▸ EXERCISE PROMPT: A complete, word-for-word restatement of the entries is needed.

▸ EXERCISE INPUTS:
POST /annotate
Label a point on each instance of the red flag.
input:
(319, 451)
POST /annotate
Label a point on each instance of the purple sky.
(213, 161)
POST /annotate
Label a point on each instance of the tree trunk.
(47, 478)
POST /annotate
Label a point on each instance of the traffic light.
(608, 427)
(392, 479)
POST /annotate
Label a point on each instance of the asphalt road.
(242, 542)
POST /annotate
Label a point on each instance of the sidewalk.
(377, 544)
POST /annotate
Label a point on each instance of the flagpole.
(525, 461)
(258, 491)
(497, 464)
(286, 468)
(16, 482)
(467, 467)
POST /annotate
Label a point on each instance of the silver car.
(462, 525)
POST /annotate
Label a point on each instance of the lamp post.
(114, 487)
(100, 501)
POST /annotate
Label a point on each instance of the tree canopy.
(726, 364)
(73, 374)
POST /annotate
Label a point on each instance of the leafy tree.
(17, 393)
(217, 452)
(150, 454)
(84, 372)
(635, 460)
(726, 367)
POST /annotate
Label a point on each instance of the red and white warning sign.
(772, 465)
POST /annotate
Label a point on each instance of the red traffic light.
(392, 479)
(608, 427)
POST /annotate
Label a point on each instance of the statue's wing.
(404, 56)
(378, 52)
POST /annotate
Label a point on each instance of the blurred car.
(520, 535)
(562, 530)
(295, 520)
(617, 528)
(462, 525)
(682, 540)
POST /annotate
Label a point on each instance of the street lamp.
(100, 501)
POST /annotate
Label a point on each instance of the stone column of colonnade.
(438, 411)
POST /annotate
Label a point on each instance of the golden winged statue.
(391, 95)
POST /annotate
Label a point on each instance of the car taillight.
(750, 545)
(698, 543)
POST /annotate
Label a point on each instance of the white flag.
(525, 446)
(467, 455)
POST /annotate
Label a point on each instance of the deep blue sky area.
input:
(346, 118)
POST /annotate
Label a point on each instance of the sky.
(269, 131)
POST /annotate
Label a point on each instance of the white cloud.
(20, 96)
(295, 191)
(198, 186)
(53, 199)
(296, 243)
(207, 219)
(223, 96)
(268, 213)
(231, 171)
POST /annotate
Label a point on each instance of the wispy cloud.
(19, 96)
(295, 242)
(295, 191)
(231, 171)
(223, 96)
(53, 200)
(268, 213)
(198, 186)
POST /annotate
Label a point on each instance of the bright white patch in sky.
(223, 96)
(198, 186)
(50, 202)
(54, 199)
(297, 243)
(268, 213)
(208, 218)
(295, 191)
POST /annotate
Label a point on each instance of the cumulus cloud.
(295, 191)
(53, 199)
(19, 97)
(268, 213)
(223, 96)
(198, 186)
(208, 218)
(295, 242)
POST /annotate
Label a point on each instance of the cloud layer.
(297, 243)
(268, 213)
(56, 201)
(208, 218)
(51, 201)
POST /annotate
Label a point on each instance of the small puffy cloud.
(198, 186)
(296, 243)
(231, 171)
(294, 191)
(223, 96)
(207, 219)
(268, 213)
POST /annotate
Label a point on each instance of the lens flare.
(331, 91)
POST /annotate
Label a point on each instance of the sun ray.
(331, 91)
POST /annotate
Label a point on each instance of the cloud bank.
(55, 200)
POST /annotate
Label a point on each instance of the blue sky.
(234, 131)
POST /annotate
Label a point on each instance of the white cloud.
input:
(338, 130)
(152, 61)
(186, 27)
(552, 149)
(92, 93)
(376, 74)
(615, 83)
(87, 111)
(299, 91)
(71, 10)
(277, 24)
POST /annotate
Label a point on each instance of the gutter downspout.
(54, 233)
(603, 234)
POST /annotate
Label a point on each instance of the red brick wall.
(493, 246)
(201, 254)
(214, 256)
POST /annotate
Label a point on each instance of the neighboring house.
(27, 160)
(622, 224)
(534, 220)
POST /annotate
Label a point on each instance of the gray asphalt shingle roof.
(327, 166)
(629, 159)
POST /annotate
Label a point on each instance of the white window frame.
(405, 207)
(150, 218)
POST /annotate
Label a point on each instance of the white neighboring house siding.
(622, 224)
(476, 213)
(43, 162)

▸ ANSWER BOX:
POST /annotate
Label a point on each instance of the red flag.
input:
(319, 451)
POST /annotate
Label a point on each instance of the purple sky.
(213, 161)
POST /annotate
Label a point on each instance of the tree trunk.
(47, 478)
POST /annotate
Label a point on each instance of the traffic light.
(608, 427)
(392, 479)
POST /annotate
Label a point on each instance of the asphalt road.
(242, 542)
POST /annotate
Label a point on each instance of the sidewalk.
(377, 544)
POST /annotate
Label a point on each instance of the flagpole.
(525, 461)
(258, 491)
(497, 464)
(286, 468)
(16, 482)
(467, 467)
POST /annotate
Label a point on each instance of the silver car.
(462, 525)
POST /annotate
Label a point on each instance of the lamp post.
(114, 487)
(100, 501)
POST /annotate
Label a point on each instance of the tree canopy.
(726, 364)
(73, 374)
POST /annotate
Label a point on each instance of the leafy tree.
(17, 393)
(217, 452)
(150, 454)
(84, 372)
(635, 460)
(726, 367)
POST /annotate
Label a point on each instance of the red and white warning sign.
(772, 465)
POST /annotate
Label a point on each instance of the red traffic light.
(392, 479)
(608, 427)
POST /annotate
Label a point on each instance of the statue's wing.
(404, 56)
(378, 52)
POST /annotate
Label a point on each instance of the blurred car.
(520, 535)
(562, 530)
(295, 520)
(617, 528)
(462, 525)
(682, 540)
POST /annotate
Label a point on each instance of the street lamp.
(100, 501)
POST /annotate
Label a point on each instance of the stone column of colonnade.
(438, 411)
POST /annotate
Label a point on each instance of the golden winged statue.
(391, 95)
POST /annotate
Label a point on each instance of the car taillight.
(750, 545)
(698, 543)
POST /annotate
Label a point on each instance of the white flag.
(525, 446)
(467, 455)
POST /annotate
Label a point on each instance of the deep blue sky area.
input:
(346, 118)
POST /annotate
Label a point on each instance of the sky.
(269, 131)
POST /annotate
Label a point on each instance of the white cloud.
(20, 96)
(295, 191)
(198, 186)
(53, 199)
(296, 243)
(207, 219)
(223, 96)
(268, 213)
(231, 171)
POST /annotate
Label a point on each instance of the wispy cloud.
(19, 96)
(295, 242)
(295, 191)
(231, 171)
(223, 96)
(53, 200)
(268, 213)
(198, 186)
POST /annotate
Label a point on each instance of the bright white patch in sky.
(223, 96)
(198, 186)
(50, 202)
(54, 199)
(297, 243)
(268, 213)
(208, 218)
(295, 191)
POST /annotate
Label a point on each instance of the cumulus cloud.
(295, 191)
(53, 199)
(19, 97)
(268, 213)
(223, 96)
(198, 186)
(208, 218)
(295, 242)
POST /annotate
Label a point on each instance of the cloud layer.
(297, 243)
(268, 213)
(56, 201)
(208, 218)
(51, 201)
POST /annotate
Label a point on each instance of the small puffy cloud.
(198, 186)
(296, 243)
(231, 171)
(294, 191)
(223, 96)
(207, 219)
(268, 213)
POST /annotate
Label a point on each instance of the lens flare.
(331, 91)
POST /annotate
Label a point on each instance of the sun ray.
(331, 91)
POST /annotate
Label a point on each instance of the cloud bank.
(55, 200)
POST /annotate
Label a point on each instance of the blue sky.
(234, 131)
POST /annotate
Label a point on each instance of the white cloud.
input:
(338, 130)
(152, 61)
(186, 27)
(552, 149)
(92, 93)
(376, 74)
(615, 83)
(87, 111)
(299, 91)
(71, 10)
(277, 24)
POST /annotate
Label a point on each instance of the gutter downspout.
(54, 233)
(603, 234)
POST /annotate
Label a point on each instance of the red brick wall.
(493, 246)
(201, 254)
(214, 256)
POST /annotate
Label a point on each instance of the neighboring house.
(27, 160)
(622, 224)
(534, 220)
POST /annotate
Label a point on each instance of the gray asphalt shingle roof.
(327, 166)
(629, 159)
POST /annotate
Label a point on each instance of the white window frame.
(405, 207)
(150, 218)
POST /annotate
Label a point on each instance of the white neighboring house siding.
(622, 224)
(476, 213)
(43, 162)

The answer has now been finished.